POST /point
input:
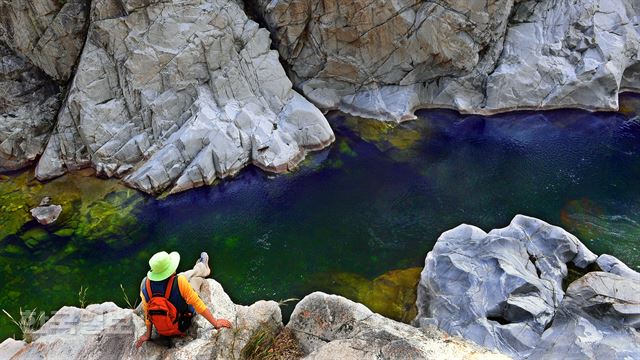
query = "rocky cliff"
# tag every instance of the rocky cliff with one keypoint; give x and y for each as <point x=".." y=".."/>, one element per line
<point x="324" y="327"/>
<point x="385" y="59"/>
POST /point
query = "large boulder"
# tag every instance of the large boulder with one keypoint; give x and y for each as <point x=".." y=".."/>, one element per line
<point x="174" y="95"/>
<point x="598" y="319"/>
<point x="500" y="289"/>
<point x="385" y="59"/>
<point x="332" y="327"/>
<point x="29" y="101"/>
<point x="106" y="331"/>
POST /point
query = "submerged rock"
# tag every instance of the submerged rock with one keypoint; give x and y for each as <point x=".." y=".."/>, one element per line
<point x="503" y="290"/>
<point x="107" y="331"/>
<point x="331" y="327"/>
<point x="49" y="33"/>
<point x="40" y="41"/>
<point x="46" y="213"/>
<point x="384" y="60"/>
<point x="612" y="265"/>
<point x="392" y="294"/>
<point x="176" y="95"/>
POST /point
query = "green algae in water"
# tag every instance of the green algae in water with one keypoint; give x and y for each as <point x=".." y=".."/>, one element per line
<point x="278" y="237"/>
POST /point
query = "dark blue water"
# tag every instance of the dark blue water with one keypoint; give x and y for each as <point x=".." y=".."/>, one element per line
<point x="376" y="200"/>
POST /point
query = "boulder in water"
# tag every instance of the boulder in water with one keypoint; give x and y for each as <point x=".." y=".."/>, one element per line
<point x="46" y="213"/>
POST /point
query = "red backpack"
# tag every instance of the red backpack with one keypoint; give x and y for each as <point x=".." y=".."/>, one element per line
<point x="161" y="312"/>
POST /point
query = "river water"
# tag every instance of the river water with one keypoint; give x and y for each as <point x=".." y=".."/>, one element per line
<point x="376" y="200"/>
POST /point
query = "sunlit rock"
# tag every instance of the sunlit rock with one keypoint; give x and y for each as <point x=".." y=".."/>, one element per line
<point x="599" y="318"/>
<point x="499" y="289"/>
<point x="384" y="60"/>
<point x="330" y="327"/>
<point x="105" y="330"/>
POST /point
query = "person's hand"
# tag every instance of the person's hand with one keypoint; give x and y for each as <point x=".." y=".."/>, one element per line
<point x="144" y="338"/>
<point x="220" y="323"/>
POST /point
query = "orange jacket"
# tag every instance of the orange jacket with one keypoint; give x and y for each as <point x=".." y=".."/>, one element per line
<point x="189" y="295"/>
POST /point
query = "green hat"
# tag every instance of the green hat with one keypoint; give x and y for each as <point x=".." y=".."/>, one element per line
<point x="163" y="265"/>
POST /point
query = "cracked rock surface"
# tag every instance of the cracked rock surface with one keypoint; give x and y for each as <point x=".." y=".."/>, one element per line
<point x="49" y="33"/>
<point x="174" y="95"/>
<point x="385" y="59"/>
<point x="598" y="319"/>
<point x="330" y="326"/>
<point x="29" y="100"/>
<point x="503" y="290"/>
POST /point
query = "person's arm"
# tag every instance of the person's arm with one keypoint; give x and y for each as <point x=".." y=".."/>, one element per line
<point x="144" y="338"/>
<point x="191" y="297"/>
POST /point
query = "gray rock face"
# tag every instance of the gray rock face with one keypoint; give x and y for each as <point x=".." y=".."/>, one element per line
<point x="503" y="290"/>
<point x="385" y="59"/>
<point x="612" y="265"/>
<point x="29" y="101"/>
<point x="10" y="347"/>
<point x="598" y="319"/>
<point x="106" y="331"/>
<point x="49" y="33"/>
<point x="500" y="289"/>
<point x="40" y="41"/>
<point x="47" y="214"/>
<point x="177" y="95"/>
<point x="331" y="327"/>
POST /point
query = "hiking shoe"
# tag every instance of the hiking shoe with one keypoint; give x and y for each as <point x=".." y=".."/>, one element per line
<point x="204" y="258"/>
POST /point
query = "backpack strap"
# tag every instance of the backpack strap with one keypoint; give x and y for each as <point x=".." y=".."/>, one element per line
<point x="148" y="285"/>
<point x="167" y="293"/>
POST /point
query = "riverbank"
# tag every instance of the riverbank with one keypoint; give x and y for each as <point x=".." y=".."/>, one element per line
<point x="528" y="290"/>
<point x="336" y="223"/>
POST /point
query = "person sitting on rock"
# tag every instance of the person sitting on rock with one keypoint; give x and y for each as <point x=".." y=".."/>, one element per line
<point x="169" y="301"/>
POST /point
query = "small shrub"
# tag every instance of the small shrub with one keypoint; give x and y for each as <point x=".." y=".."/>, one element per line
<point x="126" y="299"/>
<point x="82" y="296"/>
<point x="29" y="322"/>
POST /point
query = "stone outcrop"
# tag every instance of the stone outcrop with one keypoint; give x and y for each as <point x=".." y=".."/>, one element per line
<point x="503" y="290"/>
<point x="598" y="319"/>
<point x="49" y="33"/>
<point x="39" y="45"/>
<point x="331" y="327"/>
<point x="106" y="331"/>
<point x="324" y="326"/>
<point x="385" y="59"/>
<point x="29" y="101"/>
<point x="176" y="95"/>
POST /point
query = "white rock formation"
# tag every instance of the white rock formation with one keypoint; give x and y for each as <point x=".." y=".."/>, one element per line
<point x="503" y="290"/>
<point x="29" y="101"/>
<point x="598" y="319"/>
<point x="332" y="327"/>
<point x="106" y="331"/>
<point x="49" y="33"/>
<point x="40" y="41"/>
<point x="385" y="59"/>
<point x="175" y="95"/>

───

Task statement:
Copy the listing exactly. Any image in it stays out of the copy.

Exercise output:
POST /point
input:
query = "rocky cliff"
# tag every instance of the rocky cliff with one keypoint; give x and y for each as <point x=".." y=".."/>, one element per line
<point x="324" y="327"/>
<point x="385" y="59"/>
POST /point
query = "large boulder"
# tag every instance of the large boulder with one keypoint; give x and y for each as <point x=".." y=".."/>, one element per line
<point x="174" y="95"/>
<point x="598" y="319"/>
<point x="500" y="289"/>
<point x="385" y="59"/>
<point x="332" y="327"/>
<point x="29" y="101"/>
<point x="106" y="331"/>
POST /point
query = "submerged rock"
# tag every instance of the submerged rock with one keypoint; give x and y for each as <point x=".." y=".."/>, one element per line
<point x="503" y="290"/>
<point x="107" y="331"/>
<point x="331" y="327"/>
<point x="49" y="33"/>
<point x="40" y="41"/>
<point x="46" y="213"/>
<point x="384" y="60"/>
<point x="612" y="265"/>
<point x="392" y="294"/>
<point x="176" y="95"/>
POST /point
query = "green algae in water"
# tag every instance of the green algae in water with one keypoint; give x and y for each as <point x=".." y=".."/>, one element per line
<point x="278" y="237"/>
POST /point
query = "dark blue water"
# tag every instance of the dark blue water with one keypoint; give x and y for each as <point x=".." y=".."/>, one element per line
<point x="376" y="200"/>
POST /point
query = "boulder in water"
# tag every instance of the boulder in water with one keypoint; give x and y for each as <point x=".." y=".."/>, one element per line
<point x="46" y="213"/>
POST /point
query = "red backpack"
# tag every instance of the red backpack with one keypoint; give x and y for each as <point x=".." y=".."/>, one element per line
<point x="161" y="312"/>
POST /point
query = "river water"
# tag every instance of the river water with one keypoint; give x and y for each as <point x=".." y=".."/>, one element per line
<point x="376" y="200"/>
POST /point
query = "sunlit rock"
# tag every instance of the sunlit rock with one keypoint; give x and y for each as <point x=".." y=".."/>, one element per line
<point x="599" y="318"/>
<point x="499" y="289"/>
<point x="384" y="60"/>
<point x="330" y="327"/>
<point x="105" y="330"/>
POST /point
query = "person's hand"
# tag every instance of the person's hand with one keypoint; give x and y for each as <point x=".." y=".."/>, one element per line
<point x="144" y="338"/>
<point x="220" y="323"/>
POST /point
query = "orange jacket"
# tag every instance of the orange jacket with one keypoint; give x and y for each as <point x=".." y=".."/>, one element per line
<point x="189" y="295"/>
POST /point
query = "green hat"
# tag every instance of the green hat with one keypoint; give x and y for each as <point x=".." y=".."/>, one element per line
<point x="163" y="265"/>
POST /point
query = "cracked rock surface"
# tag every instance of the cracked rock surface with one keypoint; give x and y for each as <point x=".." y=".."/>, one element per line
<point x="49" y="33"/>
<point x="174" y="95"/>
<point x="385" y="59"/>
<point x="598" y="319"/>
<point x="330" y="326"/>
<point x="29" y="100"/>
<point x="503" y="290"/>
POST /point
query = "person's arm"
# tag every instance of the person's arm with one keypoint; give x and y for each as <point x=".." y=".."/>, one element per line
<point x="144" y="338"/>
<point x="191" y="297"/>
POST /point
query = "gray rock face"
# tag every instance of the gray rock face with one keypoint; give x and y for each as <point x=".." y=".."/>, one element per line
<point x="503" y="290"/>
<point x="385" y="59"/>
<point x="612" y="265"/>
<point x="29" y="101"/>
<point x="10" y="347"/>
<point x="598" y="319"/>
<point x="106" y="331"/>
<point x="49" y="33"/>
<point x="500" y="289"/>
<point x="40" y="41"/>
<point x="47" y="214"/>
<point x="177" y="95"/>
<point x="331" y="327"/>
POST /point
query = "hiking shoe"
# tag every instance of the hiking shoe with one keypoint; give x and y for each as <point x=".." y=".."/>, one element per line
<point x="204" y="258"/>
POST /point
query = "backpack strap"
# tag every instance of the backpack strap with one keypoint; give x and y for each as <point x=".." y=".."/>, one element per line
<point x="148" y="285"/>
<point x="167" y="293"/>
POST /point
query = "riverbank"
# tag every instance of the riverbank with one keypoint; give x and y for each as <point x=".." y=".."/>, one element per line
<point x="528" y="290"/>
<point x="336" y="223"/>
POST /point
query = "person sitting on rock"
# tag every instance of the person sitting on rock with one keypoint; give x and y for each as <point x=".." y=".."/>, one element per line
<point x="169" y="301"/>
POST /point
query = "small shrub"
# tag every instance of the small shrub with one keypoint; give x and y for each as <point x=".." y=".."/>, one element per line
<point x="126" y="299"/>
<point x="82" y="296"/>
<point x="29" y="322"/>
POST /point
query = "stone outcrop"
# tag every instance of the stone outcrop with one keypoint; give x and y for each as <point x=".." y=".."/>, one element per line
<point x="503" y="290"/>
<point x="598" y="319"/>
<point x="49" y="33"/>
<point x="39" y="45"/>
<point x="331" y="327"/>
<point x="106" y="331"/>
<point x="324" y="326"/>
<point x="385" y="59"/>
<point x="29" y="101"/>
<point x="176" y="95"/>
POST /point
query = "white rock formation"
# tag every instance of the white rock formation with one keypoint; give x and y for each as <point x=".." y=".."/>, one element per line
<point x="503" y="290"/>
<point x="29" y="101"/>
<point x="598" y="319"/>
<point x="332" y="327"/>
<point x="106" y="331"/>
<point x="49" y="33"/>
<point x="40" y="41"/>
<point x="385" y="59"/>
<point x="175" y="95"/>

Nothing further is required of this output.